## SET TASK
Update the entries below by changing each "Exercise" to "Task", and keep everything else the same.

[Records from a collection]

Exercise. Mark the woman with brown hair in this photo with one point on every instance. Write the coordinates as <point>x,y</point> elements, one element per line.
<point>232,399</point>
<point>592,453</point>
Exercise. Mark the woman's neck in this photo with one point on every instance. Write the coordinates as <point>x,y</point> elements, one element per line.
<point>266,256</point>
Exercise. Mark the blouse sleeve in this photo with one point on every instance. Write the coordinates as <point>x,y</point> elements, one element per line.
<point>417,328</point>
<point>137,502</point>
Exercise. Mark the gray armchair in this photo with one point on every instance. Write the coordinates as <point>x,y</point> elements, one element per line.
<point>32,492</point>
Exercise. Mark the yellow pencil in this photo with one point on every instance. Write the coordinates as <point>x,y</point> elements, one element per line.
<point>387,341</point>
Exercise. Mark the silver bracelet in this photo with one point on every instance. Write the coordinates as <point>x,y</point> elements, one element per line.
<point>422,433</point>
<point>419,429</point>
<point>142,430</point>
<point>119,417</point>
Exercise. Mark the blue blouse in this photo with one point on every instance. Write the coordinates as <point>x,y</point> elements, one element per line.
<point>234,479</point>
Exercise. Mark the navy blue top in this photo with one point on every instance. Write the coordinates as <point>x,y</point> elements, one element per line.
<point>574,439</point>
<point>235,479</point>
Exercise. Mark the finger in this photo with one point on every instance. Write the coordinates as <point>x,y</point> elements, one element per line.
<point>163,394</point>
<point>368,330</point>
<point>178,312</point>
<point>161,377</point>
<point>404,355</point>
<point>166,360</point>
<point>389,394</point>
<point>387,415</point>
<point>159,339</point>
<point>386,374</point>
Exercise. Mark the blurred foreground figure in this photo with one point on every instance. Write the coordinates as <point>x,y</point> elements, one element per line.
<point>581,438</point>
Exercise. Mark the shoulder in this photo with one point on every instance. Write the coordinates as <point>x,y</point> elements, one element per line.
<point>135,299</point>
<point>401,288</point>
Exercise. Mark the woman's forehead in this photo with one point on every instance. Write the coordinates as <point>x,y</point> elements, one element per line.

## SOLUTION TO THE PROBLEM
Task. Mark the woman with brown hair in this photo with one point on every instance. Write the coordinates as <point>x,y</point> elements, one element per line.
<point>232,399</point>
<point>592,453</point>
Task. Mark the woman's neck in this photo with one point on every instance. Write the coordinates as <point>x,y</point> elements, one element per line.
<point>266,256</point>
Task. Mark the blouse sleeve in this photo with one point on every instance. Write the coordinates as <point>x,y</point> elements, one element per line.
<point>417,328</point>
<point>137,502</point>
Task. Mark the gray armchair in this photo with one point on every instance. Write the coordinates as <point>x,y</point> elements, one element per line.
<point>32,492</point>
Task. Mark the yellow pencil in this photo with one point on every instance. Write the coordinates as <point>x,y</point> elements, one element per line.
<point>387,341</point>
Task. Mark the silver bracelet in this photo with one point on every instance. Write the coordinates as <point>x,y</point> elements, one element per line.
<point>422,433</point>
<point>419,429</point>
<point>142,430</point>
<point>119,417</point>
Task. Mark the blue blouse in this photo with one point on every instance. Write the coordinates as <point>x,y</point> elements, one element per line.
<point>234,479</point>
Task. Mark the navy blue top in this photo with one point on every instance. Write the coordinates as <point>x,y</point> elements, one element per line.
<point>574,439</point>
<point>235,479</point>
Task. Mark the finger in this photo with one point on every instance. Write the coordinates as <point>x,y</point> elements, one element per line.
<point>163,394</point>
<point>368,330</point>
<point>178,312</point>
<point>161,377</point>
<point>404,355</point>
<point>166,360</point>
<point>389,394</point>
<point>387,415</point>
<point>159,339</point>
<point>386,374</point>
Task. Mark the blurred foreground figure in this photo with one point on every instance. Write the coordinates as <point>x,y</point> elements, one element per line.
<point>581,438</point>
Task. Mark the shoulder in this photo with one point on every instance. Write the coordinates as <point>x,y</point> elements, one element per line.
<point>135,299</point>
<point>401,288</point>
Task. Mark the woman's forehead in this photo with one point on every instance. Write the coordinates as <point>x,y</point> elements, one element per line.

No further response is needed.